Copy the stretch of the article on decentralized research from "If the current" through "enrolled in trials.", swapping in "clinical studies" wherever "clinical trials" appears.

**Text under study**.
══════════════════════════════
24
Jun
2021

The Other Half: Decentralized Research is The Path to All-Inclusive Medicine 

Sanskriti Thakur, chief growth officer, Medable

More than half of the U.S. population is projected to be “other than non-Hispanic white” by 2045.

If the current clinical research process doesn’t adapt to these changing population demographics, the life sciences industry will continue developing drugs and devices that are only shown to work for a select few, leaving out the “other half.”

Despite efforts, including those from the U.S. FDA and the Revitalization Act of 1993, which required that clinical trials funded by the National Institutes of Health include women and minority participants, diversity in clinical trials has not substantially improved. At least 83% of research participants are white even as they make up about 67% of the U.S. population. African Americans make up 13.4% of the U.S. population, but only 5% of the people who participate in trials. Hispanics represent 18% of the population but less than 1% of those enrolled in trials.
══════════════════════════════
[Natural language region descriptions]

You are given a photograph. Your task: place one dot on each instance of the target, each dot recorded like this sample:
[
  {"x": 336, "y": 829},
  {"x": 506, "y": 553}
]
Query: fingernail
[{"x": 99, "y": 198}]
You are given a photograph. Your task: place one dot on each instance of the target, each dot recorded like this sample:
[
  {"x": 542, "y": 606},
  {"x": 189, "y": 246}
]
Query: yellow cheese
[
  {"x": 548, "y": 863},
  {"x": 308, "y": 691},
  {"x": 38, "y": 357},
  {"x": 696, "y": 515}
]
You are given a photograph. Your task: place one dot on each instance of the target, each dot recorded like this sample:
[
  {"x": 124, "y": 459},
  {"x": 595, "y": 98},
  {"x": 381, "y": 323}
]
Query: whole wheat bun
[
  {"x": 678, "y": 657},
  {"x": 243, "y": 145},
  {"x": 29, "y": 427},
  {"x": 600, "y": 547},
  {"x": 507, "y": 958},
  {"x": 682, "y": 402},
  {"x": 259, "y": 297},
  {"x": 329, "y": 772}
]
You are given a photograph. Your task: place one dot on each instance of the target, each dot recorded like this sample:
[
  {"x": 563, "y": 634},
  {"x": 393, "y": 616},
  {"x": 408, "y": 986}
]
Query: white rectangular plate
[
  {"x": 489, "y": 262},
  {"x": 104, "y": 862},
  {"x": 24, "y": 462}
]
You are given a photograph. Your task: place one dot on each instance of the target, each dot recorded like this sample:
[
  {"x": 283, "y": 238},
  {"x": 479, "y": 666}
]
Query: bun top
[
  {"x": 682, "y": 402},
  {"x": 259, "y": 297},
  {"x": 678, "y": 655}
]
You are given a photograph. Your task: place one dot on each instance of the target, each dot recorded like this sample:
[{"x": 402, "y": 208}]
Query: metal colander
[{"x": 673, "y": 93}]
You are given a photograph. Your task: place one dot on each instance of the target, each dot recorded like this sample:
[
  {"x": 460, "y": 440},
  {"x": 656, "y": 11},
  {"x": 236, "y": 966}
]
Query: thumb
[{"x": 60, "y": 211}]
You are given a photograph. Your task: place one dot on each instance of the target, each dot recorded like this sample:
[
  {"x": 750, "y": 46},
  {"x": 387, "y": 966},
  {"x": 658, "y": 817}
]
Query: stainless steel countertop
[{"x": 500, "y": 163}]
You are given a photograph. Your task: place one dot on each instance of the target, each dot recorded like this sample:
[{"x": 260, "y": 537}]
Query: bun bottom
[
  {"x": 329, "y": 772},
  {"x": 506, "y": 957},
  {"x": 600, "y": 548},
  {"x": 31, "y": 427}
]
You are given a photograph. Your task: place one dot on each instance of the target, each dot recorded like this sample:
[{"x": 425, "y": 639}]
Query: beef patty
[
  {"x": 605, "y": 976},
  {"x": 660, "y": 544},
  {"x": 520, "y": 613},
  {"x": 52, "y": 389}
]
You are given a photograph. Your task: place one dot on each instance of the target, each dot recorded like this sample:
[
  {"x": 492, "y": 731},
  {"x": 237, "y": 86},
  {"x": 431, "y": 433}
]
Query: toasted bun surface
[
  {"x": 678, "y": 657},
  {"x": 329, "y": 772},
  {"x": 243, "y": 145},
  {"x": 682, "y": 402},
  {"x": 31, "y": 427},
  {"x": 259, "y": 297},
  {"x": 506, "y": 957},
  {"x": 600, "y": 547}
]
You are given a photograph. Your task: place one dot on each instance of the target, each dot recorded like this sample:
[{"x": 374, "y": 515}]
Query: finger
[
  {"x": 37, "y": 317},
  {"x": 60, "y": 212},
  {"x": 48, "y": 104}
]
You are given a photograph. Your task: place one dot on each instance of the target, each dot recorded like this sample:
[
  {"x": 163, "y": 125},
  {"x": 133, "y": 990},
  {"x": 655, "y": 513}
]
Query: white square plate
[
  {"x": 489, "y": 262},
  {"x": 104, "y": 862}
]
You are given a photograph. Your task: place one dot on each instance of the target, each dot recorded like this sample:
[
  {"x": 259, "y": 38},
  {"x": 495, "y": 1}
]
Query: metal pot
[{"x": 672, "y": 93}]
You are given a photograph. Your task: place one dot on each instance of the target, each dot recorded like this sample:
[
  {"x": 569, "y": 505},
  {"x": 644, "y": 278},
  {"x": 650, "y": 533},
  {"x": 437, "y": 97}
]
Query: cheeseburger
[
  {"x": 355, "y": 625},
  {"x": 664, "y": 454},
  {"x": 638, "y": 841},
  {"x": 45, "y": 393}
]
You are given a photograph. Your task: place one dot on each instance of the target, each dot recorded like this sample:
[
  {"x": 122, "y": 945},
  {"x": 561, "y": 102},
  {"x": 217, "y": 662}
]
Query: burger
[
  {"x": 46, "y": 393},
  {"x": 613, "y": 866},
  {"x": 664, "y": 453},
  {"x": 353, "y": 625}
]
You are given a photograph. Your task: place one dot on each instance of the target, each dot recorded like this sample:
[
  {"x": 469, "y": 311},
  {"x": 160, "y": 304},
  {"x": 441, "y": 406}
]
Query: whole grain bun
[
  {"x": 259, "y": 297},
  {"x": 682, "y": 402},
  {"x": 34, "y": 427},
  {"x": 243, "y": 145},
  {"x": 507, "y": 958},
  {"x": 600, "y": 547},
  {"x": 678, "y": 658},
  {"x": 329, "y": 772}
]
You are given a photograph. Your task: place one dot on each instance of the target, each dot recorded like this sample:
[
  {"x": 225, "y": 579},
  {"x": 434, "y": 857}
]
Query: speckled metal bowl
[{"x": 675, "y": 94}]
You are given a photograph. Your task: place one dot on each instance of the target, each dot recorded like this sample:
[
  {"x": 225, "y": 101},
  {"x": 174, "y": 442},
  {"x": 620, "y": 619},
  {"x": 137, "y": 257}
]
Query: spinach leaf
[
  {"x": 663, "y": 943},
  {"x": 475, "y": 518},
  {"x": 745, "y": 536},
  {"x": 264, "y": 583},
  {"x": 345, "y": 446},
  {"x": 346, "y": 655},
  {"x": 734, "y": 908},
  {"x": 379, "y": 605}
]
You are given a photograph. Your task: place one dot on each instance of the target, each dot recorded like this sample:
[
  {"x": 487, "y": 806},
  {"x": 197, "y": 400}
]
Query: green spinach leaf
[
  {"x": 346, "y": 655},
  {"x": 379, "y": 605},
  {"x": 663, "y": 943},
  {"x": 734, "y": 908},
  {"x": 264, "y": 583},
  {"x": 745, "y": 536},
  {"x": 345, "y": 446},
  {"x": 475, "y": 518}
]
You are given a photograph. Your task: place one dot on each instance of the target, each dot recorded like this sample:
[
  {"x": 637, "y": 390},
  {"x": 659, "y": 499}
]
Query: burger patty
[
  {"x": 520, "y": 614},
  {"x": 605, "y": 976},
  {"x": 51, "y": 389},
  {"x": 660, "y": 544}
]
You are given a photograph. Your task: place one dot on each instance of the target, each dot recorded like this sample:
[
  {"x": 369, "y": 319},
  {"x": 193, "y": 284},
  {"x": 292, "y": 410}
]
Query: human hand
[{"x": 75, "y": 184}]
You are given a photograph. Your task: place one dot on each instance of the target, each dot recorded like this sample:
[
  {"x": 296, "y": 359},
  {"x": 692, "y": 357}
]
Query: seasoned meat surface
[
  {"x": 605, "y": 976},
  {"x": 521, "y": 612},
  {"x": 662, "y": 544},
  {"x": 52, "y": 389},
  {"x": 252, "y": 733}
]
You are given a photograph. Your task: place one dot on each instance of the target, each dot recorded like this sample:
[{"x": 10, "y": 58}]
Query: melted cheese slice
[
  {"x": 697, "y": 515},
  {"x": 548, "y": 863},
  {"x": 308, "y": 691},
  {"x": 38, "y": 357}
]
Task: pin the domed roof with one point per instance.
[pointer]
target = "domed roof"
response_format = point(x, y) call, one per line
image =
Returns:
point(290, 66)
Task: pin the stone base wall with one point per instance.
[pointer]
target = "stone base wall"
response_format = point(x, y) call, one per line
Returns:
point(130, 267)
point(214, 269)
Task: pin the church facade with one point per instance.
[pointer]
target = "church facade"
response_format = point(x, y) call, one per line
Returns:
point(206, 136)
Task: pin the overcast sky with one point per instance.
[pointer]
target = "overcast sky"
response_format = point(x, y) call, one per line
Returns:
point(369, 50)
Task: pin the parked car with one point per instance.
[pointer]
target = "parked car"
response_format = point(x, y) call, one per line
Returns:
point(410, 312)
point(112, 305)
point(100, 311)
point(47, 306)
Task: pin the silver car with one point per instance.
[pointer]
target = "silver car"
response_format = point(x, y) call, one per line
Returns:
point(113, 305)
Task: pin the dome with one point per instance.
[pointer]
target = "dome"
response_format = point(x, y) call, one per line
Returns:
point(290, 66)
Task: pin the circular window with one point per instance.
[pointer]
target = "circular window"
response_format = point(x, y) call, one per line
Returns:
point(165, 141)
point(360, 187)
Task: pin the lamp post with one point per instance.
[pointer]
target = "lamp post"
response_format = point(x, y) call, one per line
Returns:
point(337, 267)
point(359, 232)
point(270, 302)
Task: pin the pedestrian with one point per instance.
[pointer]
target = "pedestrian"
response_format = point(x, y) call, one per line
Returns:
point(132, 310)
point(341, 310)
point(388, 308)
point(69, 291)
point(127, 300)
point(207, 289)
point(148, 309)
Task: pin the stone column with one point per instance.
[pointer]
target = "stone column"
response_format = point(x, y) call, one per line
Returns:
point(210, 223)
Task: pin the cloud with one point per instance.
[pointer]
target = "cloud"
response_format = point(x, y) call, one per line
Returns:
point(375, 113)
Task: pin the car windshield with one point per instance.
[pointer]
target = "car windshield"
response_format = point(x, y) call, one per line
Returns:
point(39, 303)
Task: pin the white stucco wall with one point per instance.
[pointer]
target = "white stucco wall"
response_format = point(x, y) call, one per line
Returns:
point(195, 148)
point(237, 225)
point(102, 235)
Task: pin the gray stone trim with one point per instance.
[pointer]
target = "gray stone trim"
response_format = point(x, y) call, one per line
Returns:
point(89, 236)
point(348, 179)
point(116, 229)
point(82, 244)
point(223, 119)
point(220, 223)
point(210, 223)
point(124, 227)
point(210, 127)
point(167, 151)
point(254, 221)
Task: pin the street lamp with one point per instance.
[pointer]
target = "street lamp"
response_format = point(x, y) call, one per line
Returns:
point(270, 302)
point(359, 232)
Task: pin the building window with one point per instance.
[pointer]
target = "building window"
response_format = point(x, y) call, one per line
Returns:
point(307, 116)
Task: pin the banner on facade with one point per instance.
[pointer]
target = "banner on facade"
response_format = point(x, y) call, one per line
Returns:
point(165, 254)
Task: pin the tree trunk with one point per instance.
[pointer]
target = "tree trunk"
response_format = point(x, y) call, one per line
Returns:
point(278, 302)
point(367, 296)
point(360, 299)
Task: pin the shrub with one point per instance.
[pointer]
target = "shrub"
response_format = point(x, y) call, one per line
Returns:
══════════════════════════════
**Answer space**.
If the current clinical research process doesn’t adapt to these changing population demographics, the life sciences industry will continue developing drugs and devices that are only shown to work for a select few, leaving out the “other half.”

Despite efforts, including those from the U.S. FDA and the Revitalization Act of 1993, which required that clinical studies funded by the National Institutes of Health include women and minority participants, diversity in clinical studies has not substantially improved. At least 83% of research participants are white even as they make up about 67% of the U.S. population. African Americans make up 13.4% of the U.S. population, but only 5% of the people who participate in trials. Hispanics represent 18% of the population but less than 1% of those enrolled in trials.